### Exercise details:
Transcribe the records verbatim, starting with the line that contains "TARGET = carved stone arch" and continuing through the last line of the records.

### Exercise input:

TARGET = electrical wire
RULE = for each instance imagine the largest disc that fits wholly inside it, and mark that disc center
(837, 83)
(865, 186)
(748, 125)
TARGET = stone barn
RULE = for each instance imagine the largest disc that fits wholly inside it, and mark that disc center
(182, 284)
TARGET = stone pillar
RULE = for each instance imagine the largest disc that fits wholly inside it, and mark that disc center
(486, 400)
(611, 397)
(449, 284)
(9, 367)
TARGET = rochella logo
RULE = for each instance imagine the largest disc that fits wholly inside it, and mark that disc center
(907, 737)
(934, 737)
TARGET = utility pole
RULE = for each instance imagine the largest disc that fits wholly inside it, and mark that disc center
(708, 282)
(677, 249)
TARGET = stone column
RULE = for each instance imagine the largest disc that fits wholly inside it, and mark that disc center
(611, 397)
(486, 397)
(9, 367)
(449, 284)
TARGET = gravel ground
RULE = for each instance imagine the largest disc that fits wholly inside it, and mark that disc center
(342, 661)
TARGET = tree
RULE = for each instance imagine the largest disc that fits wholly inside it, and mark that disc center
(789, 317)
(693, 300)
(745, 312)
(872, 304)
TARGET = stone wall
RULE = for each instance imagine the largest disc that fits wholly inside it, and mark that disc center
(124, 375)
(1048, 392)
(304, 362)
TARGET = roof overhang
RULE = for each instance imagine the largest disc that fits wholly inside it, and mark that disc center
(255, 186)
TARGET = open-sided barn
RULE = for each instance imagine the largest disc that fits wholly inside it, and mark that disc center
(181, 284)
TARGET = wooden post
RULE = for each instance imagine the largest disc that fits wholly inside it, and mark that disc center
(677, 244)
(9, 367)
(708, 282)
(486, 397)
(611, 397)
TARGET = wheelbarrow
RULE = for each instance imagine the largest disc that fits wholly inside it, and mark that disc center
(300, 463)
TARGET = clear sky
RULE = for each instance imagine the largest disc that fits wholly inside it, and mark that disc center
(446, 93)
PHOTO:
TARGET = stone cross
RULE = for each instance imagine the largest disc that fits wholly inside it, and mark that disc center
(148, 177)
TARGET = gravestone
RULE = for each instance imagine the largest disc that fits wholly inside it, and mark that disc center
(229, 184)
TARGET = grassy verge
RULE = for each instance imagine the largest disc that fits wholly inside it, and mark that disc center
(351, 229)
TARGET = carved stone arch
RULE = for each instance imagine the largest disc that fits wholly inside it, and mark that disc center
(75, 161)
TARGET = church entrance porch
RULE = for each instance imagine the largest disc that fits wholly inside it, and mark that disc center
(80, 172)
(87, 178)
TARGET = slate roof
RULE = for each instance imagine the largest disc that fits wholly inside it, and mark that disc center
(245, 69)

### Result:
TARGET = carved stone arch
RULE = for each instance imagine the largest disc that fits wholly inside it, and mark that disc center
(75, 161)
TARGET = church entrance porch
RULE = for each instance imagine the largest disc that fits wholly inside it, and mark that disc center
(80, 172)
(87, 178)
TARGET = slate roof
RULE = for each instance imagine the largest disc that fits wholly inside it, and mark that disc center
(245, 69)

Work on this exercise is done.